### WHAT THIS TASK INVOLVES
Convert every line of the records below into a JSON list of strings, one string per line, leaving out blank lines.
[Start of Attachment]
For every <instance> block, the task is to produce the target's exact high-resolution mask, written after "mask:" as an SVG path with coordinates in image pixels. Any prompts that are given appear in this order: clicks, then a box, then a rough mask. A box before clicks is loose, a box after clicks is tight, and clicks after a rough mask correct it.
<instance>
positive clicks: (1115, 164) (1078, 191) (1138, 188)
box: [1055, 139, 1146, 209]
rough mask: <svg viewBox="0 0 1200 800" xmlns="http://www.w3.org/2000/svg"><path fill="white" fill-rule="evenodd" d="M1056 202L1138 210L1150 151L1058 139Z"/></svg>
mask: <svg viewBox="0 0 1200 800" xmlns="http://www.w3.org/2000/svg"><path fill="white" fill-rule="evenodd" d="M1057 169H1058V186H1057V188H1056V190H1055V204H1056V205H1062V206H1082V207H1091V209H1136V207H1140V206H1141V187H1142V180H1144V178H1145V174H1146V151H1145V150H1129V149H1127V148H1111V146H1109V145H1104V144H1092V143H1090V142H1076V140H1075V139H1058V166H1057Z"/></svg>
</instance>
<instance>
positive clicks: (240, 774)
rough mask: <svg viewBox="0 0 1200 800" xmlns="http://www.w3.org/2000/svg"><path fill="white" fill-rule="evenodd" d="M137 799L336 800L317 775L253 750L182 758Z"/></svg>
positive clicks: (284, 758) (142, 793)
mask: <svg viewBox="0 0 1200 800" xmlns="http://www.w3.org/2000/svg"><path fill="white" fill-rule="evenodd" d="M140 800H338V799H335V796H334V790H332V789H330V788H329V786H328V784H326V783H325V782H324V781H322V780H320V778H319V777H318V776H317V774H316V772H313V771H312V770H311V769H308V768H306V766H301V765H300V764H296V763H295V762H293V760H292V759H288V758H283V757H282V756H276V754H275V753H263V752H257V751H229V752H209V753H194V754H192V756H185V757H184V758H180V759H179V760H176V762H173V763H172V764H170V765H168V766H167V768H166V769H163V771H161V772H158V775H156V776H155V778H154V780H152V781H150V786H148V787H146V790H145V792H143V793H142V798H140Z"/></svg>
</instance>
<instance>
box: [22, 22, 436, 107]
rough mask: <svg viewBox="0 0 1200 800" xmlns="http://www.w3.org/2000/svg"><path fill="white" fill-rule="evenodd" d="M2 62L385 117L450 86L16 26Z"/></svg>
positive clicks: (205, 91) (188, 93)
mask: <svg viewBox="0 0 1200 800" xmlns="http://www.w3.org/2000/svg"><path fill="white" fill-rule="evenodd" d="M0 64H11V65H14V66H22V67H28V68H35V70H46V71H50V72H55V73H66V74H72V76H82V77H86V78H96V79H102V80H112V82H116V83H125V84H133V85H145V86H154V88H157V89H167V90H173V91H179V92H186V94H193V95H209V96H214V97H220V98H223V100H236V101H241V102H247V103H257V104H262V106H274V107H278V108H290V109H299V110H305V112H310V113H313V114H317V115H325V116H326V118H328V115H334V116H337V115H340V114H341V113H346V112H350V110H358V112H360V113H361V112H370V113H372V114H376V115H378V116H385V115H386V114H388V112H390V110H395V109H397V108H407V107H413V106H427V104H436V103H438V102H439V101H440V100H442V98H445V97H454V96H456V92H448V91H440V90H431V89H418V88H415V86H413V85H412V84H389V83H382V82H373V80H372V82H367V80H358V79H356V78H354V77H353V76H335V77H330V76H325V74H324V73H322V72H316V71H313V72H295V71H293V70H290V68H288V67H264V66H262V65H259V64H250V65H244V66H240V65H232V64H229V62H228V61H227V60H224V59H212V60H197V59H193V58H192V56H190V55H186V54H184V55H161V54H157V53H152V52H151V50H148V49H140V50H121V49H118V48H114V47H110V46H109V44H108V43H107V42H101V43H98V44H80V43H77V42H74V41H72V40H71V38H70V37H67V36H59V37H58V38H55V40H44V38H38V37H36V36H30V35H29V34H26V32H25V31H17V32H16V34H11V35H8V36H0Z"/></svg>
[End of Attachment]
### YOUR SOLUTION
[
  "For every <instance> block, the task is to produce the target's exact high-resolution mask, written after \"mask:\" as an SVG path with coordinates in image pixels. Any prompts that are given appear in this order: clicks, then a box, then a rough mask. A box before clicks is loose, a box after clicks is tight, and clicks after a rough mask correct it.",
  "<instance>",
  "positive clicks: (1115, 164) (1078, 191) (1138, 188)",
  "box: [1055, 139, 1146, 209]",
  "rough mask: <svg viewBox=\"0 0 1200 800\" xmlns=\"http://www.w3.org/2000/svg\"><path fill=\"white\" fill-rule=\"evenodd\" d=\"M1056 202L1138 210L1150 151L1058 139Z\"/></svg>",
  "mask: <svg viewBox=\"0 0 1200 800\" xmlns=\"http://www.w3.org/2000/svg\"><path fill=\"white\" fill-rule=\"evenodd\" d=\"M1057 169H1058V186H1057V188H1056V190H1055V204H1056V205H1062V206H1082V207H1091V209H1136V207H1140V206H1141V187H1142V180H1144V178H1145V174H1146V151H1145V150H1129V149H1127V148H1111V146H1109V145H1104V144H1092V143H1090V142H1076V140H1075V139H1058V166H1057Z\"/></svg>",
  "</instance>",
  "<instance>",
  "positive clicks: (240, 774)",
  "rough mask: <svg viewBox=\"0 0 1200 800\" xmlns=\"http://www.w3.org/2000/svg\"><path fill=\"white\" fill-rule=\"evenodd\" d=\"M137 799L336 800L317 775L253 750L182 758Z\"/></svg>",
  "positive clicks: (284, 758) (142, 793)",
  "mask: <svg viewBox=\"0 0 1200 800\" xmlns=\"http://www.w3.org/2000/svg\"><path fill=\"white\" fill-rule=\"evenodd\" d=\"M140 800H338V799H335V796H334V790H332V789H330V788H329V786H328V784H326V783H325V782H324V781H322V780H320V778H319V777H318V776H317V774H316V772H313V771H312V770H311V769H308V768H306V766H301V765H300V764H296V763H295V762H293V760H292V759H288V758H283V757H282V756H276V754H275V753H263V752H257V751H229V752H209V753H194V754H192V756H185V757H184V758H180V759H179V760H176V762H173V763H172V764H170V765H168V766H167V768H166V769H163V771H161V772H158V775H156V776H155V778H154V780H152V781H150V786H148V787H146V790H145V792H143V793H142V798H140Z\"/></svg>",
  "</instance>",
  "<instance>",
  "box: [22, 22, 436, 107]",
  "rough mask: <svg viewBox=\"0 0 1200 800\" xmlns=\"http://www.w3.org/2000/svg\"><path fill=\"white\" fill-rule=\"evenodd\" d=\"M2 62L385 117L450 86L16 26Z\"/></svg>",
  "positive clicks: (205, 91) (188, 93)",
  "mask: <svg viewBox=\"0 0 1200 800\" xmlns=\"http://www.w3.org/2000/svg\"><path fill=\"white\" fill-rule=\"evenodd\" d=\"M0 64H11V65H14V66H22V67H28V68H35V70H46V71H50V72H55V73H66V74H72V76H82V77H86V78H96V79H102V80H112V82H116V83H125V84H133V85H145V86H154V88H157V89H167V90H173V91H179V92H186V94H193V95H209V96H214V97H220V98H223V100H236V101H241V102H247V103H257V104H262V106H274V107H278V108H290V109H299V110H305V112H310V113H313V114H317V115H325V116H326V118H328V115H334V116H337V115H340V114H341V113H346V112H350V110H358V112H360V113H361V112H370V113H372V114H376V115H378V116H385V115H386V114H388V112H390V110H395V109H397V108H407V107H413V106H427V104H436V103H438V102H439V101H440V100H442V98H445V97H454V96H456V92H448V91H440V90H431V89H418V88H415V86H413V85H412V84H389V83H382V82H373V80H372V82H367V80H358V79H356V78H354V77H353V76H335V77H330V76H325V74H324V73H322V72H316V71H313V72H295V71H293V70H290V68H288V67H264V66H262V65H259V64H250V65H244V66H240V65H232V64H229V62H228V61H227V60H224V59H212V60H197V59H193V58H192V56H190V55H186V54H184V55H161V54H157V53H152V52H151V50H148V49H140V50H121V49H118V48H114V47H110V46H109V44H108V43H107V42H101V43H98V44H80V43H77V42H74V41H72V40H71V38H70V37H67V36H59V37H58V38H55V40H44V38H38V37H36V36H30V35H29V34H26V32H25V31H17V32H16V34H11V35H8V36H0Z\"/></svg>"
]